───── Fragmento proporcionado

Fui una niña de todo menos precoz. Mientras muchas crías de mi edad empezaban a preocuparse por su estilismo y por cómo atraer al sexo opuesto, yo seguía feliz con mis muñecas y fantasías infantiles. Tanto es así que me recuerdo jugando con muñecas hasta pasados los trece de largo. Ahora creo que tienen más prisa por crecer y quemar etapas (me he sonado a mi madre hace veinte años... esto ya no tiene remedio).
El caso es que con unos doce años, no lo recuerdo bien, le pedí a mis padres para Navidad el establo de Mi Pequeño Pony. Lo quería por encima de todas las cosas. Y hay una cosa que debéis saber de mí. Las sorpresas me ponen espídica. Con la edad he aprendido a controlarme, pero durante años, uno de los pasatiempos favoritos de mi padre era ponerme un paquete delante y decirme que no lo podía abrir. Sadismo, le llaman. Yo notaba un sudor frío en la espalda, taquicardia, me retorcía las manos y empezaba con la cantinela: "¿qué es?, ¿qué es?, ¿qué es?". Al final me dejaban abrirlo para no oírme más.

──────────
───── Entradas sin procesar

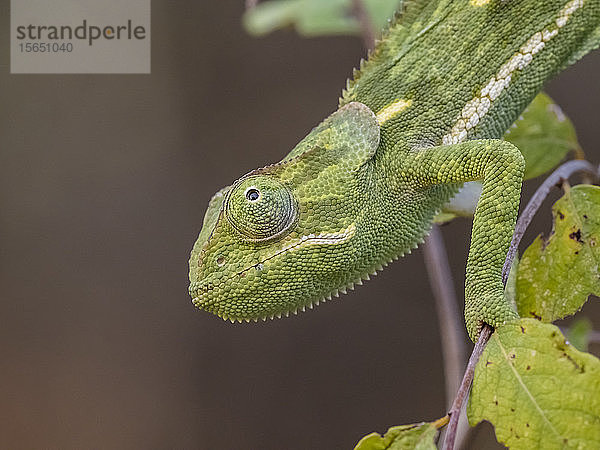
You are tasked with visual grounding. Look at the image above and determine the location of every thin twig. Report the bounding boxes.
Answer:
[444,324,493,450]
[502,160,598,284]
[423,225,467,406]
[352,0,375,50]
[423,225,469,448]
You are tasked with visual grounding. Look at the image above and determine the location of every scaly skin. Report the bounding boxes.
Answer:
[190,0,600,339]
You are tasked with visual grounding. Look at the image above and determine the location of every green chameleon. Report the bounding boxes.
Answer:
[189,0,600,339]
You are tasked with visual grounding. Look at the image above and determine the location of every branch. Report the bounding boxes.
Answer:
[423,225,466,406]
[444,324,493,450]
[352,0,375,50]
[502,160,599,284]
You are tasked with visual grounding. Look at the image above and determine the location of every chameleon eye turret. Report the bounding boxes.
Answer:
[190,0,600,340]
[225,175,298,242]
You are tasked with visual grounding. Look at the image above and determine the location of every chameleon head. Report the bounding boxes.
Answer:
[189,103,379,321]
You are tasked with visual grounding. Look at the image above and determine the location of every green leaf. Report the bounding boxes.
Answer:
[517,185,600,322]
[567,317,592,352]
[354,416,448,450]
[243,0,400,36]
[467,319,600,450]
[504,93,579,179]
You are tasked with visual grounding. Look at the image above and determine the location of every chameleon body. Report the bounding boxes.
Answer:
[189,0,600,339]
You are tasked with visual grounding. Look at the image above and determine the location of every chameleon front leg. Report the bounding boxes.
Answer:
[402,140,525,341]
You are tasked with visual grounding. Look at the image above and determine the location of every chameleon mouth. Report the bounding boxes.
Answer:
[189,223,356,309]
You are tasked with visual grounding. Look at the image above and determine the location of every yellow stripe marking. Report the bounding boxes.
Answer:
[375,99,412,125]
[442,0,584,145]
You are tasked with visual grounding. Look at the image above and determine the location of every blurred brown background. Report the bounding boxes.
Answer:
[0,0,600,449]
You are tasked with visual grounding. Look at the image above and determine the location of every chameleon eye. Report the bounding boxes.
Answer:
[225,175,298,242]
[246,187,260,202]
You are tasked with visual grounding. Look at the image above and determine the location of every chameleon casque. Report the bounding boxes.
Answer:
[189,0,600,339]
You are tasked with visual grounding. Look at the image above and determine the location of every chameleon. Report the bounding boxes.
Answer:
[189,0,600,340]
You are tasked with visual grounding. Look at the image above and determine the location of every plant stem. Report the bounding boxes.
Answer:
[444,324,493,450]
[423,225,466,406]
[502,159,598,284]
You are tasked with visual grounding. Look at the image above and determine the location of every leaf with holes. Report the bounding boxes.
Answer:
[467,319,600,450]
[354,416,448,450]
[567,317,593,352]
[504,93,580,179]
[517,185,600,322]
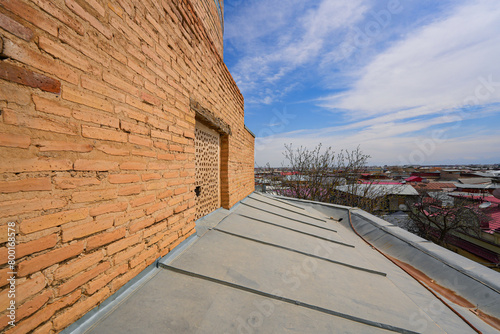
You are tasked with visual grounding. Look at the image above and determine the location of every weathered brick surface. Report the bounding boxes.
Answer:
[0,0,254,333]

──────────
───── Entradas sin procesar

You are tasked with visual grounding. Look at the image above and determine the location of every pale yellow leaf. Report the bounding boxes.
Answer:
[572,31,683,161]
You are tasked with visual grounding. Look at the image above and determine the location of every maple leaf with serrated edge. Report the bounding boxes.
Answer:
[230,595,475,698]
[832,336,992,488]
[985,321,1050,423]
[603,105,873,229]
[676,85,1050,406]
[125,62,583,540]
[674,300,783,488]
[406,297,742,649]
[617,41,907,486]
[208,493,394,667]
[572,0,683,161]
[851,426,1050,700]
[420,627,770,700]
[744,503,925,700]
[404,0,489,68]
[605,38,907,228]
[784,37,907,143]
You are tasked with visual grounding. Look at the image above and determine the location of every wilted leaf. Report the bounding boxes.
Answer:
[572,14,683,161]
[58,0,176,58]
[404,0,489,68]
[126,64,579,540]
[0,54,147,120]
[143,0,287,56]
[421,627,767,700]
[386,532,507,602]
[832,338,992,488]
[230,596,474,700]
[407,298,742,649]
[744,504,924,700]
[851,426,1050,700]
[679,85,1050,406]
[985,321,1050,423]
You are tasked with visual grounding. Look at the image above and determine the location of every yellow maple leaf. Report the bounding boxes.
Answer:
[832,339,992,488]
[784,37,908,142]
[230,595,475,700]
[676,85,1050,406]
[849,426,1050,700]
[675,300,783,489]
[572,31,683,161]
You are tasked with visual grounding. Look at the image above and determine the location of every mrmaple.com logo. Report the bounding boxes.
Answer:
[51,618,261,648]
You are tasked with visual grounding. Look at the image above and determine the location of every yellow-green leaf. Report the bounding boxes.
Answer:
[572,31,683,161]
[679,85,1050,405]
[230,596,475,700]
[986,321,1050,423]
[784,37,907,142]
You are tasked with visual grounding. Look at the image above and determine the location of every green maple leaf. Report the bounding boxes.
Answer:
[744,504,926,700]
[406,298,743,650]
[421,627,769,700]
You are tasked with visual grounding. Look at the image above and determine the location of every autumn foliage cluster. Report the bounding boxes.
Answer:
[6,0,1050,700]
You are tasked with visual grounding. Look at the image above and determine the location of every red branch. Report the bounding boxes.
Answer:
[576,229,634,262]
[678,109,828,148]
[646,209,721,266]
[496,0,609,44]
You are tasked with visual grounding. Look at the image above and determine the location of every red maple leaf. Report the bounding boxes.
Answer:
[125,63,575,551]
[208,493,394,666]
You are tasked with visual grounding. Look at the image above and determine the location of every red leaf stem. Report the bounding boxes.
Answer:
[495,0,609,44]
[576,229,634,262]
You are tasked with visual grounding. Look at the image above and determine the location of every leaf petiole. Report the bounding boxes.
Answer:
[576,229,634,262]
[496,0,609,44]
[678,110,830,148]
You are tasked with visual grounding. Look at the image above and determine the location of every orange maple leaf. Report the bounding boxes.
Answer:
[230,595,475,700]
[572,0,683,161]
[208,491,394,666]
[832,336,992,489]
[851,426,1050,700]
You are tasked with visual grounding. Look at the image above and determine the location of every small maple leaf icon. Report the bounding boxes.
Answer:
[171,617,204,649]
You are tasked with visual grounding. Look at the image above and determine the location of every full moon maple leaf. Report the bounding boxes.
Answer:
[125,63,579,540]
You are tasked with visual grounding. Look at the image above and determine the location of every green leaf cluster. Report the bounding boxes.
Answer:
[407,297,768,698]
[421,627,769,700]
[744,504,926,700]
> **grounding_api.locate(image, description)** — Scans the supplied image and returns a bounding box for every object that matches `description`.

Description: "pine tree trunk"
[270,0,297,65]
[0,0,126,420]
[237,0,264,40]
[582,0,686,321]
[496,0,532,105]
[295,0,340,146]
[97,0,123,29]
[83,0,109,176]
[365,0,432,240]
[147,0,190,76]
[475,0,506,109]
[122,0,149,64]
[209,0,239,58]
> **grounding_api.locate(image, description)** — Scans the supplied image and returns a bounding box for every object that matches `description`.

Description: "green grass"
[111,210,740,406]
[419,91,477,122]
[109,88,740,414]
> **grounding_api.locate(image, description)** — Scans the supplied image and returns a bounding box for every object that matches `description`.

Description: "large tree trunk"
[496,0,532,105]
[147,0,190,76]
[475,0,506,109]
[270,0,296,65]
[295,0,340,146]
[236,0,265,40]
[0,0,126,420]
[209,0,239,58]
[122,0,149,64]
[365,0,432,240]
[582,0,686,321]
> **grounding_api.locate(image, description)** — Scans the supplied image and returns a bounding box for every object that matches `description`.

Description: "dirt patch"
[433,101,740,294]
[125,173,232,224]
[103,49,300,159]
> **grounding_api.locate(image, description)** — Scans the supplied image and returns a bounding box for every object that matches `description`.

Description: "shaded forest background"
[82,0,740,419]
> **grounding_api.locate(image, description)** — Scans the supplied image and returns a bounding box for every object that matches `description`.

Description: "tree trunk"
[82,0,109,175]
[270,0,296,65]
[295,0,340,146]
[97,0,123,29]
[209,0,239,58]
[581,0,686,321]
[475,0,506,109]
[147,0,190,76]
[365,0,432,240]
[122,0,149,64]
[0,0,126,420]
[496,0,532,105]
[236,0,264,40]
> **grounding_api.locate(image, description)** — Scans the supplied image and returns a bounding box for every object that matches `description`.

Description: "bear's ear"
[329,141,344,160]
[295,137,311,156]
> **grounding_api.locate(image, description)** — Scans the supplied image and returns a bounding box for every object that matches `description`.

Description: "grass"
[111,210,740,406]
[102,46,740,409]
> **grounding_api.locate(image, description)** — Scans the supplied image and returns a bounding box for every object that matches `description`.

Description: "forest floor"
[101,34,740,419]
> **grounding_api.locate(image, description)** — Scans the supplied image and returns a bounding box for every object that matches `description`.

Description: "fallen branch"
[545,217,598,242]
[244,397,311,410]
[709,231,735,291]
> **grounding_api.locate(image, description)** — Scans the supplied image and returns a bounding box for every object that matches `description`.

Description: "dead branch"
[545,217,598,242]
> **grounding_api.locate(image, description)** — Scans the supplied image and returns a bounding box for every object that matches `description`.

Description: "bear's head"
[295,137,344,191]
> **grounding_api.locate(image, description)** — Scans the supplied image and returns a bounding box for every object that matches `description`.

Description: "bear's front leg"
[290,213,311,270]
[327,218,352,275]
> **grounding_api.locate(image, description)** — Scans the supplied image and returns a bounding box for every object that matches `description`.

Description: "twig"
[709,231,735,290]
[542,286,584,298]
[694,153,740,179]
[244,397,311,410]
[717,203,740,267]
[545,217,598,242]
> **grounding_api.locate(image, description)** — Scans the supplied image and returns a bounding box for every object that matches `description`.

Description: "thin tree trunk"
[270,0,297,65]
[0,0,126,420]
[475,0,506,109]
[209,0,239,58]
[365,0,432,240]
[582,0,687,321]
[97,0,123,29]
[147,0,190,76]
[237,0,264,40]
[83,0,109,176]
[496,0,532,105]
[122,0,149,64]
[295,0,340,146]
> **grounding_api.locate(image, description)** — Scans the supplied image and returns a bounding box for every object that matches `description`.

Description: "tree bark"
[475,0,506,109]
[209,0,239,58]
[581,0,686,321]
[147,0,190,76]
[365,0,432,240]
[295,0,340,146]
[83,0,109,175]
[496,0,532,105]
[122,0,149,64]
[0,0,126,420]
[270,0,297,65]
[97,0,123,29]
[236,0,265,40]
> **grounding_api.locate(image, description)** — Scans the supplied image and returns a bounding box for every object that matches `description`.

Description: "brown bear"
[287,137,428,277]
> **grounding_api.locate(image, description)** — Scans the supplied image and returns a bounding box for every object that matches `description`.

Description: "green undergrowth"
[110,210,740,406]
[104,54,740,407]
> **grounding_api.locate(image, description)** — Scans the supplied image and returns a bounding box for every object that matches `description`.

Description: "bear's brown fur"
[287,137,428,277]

──────────
───── Entradas sin procesar

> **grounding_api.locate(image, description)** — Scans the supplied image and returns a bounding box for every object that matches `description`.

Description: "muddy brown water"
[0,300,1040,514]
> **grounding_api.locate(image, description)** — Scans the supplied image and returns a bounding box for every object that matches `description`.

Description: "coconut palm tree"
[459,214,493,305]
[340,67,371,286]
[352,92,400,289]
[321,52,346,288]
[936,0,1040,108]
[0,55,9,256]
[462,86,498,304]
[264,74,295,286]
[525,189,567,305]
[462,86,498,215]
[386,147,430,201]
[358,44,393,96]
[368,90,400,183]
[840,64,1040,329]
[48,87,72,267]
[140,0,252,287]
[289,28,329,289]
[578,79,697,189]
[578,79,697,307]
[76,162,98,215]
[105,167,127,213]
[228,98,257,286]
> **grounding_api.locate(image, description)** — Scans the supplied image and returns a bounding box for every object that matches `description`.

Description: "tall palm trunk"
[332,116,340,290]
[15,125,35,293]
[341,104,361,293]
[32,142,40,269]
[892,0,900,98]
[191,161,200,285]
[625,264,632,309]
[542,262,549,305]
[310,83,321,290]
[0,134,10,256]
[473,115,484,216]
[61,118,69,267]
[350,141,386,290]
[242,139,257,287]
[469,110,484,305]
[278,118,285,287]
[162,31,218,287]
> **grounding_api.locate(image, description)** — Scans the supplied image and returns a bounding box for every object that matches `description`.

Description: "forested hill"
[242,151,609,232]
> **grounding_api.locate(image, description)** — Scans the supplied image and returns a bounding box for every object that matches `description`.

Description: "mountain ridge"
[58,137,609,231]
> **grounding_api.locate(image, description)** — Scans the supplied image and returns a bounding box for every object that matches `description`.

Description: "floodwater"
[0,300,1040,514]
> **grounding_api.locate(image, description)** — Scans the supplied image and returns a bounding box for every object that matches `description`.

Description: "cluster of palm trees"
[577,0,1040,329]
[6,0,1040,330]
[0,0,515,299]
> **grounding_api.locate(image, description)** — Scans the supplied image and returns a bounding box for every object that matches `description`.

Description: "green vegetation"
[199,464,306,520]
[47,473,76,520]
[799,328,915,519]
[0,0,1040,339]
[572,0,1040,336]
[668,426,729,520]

──────────

**Tarea planteada A:** Transcribe literalmente las entradas desde la línea que contiene "twig. Report the bounding boxes." hasta la que contiene "[423,225,469,448]", ambas incluidas.
**Tarea planteada B:** Retoma el relato de infancia sobre el establo de Mi Pequeño Pony pedido por Navidad y continúalo a partir de su última oración.

**Resultado obtenido A:**
You are tasked with visual grounding. Look at the image above and determine the location of every thin twig. Report the bounding boxes.
Answer:
[444,324,493,450]
[502,160,598,284]
[423,225,467,406]
[352,0,375,50]
[423,225,469,448]

**Resultado obtenido B:**
El caso es que esa Navidad inspeccioné todos los sitios donde mis padres solían esconder los regalos (muy mal, lo sé, pero no era dueña de mi ser), y no encontré el establo. El día D, mi madre me hizo una especie de gincana para llegar al regalo estrella. La muy maquiavélica había encontrado el escondite perfecto. Había descubierto por casualidad que los escalones de madera que conducían a su estudio eran de quita y pon. Y allí lo había escondido. Y sí, era el establo.
Resulta que exceptuando los destrozos típicos y tópicos de la primera infancia yo siempre he sido muy cuidadosa con mis cosas, y el establo y otros cuantos juguetes han llegado indemnes al presente. Cuando tuve a Peque y advertí sus gustos en lo que a tiempo lúdico se refiere ya decidí separarme de mis Nenucos, Tiritones y otros bebuchis que a él plim. Los llevé una Navidad a una recolecta solidaria. Aún así me quedé con las joyas de la corona, entre ellas, el establo, pensando que unos tiernos ponys podían ser objeto de su deseo algún día.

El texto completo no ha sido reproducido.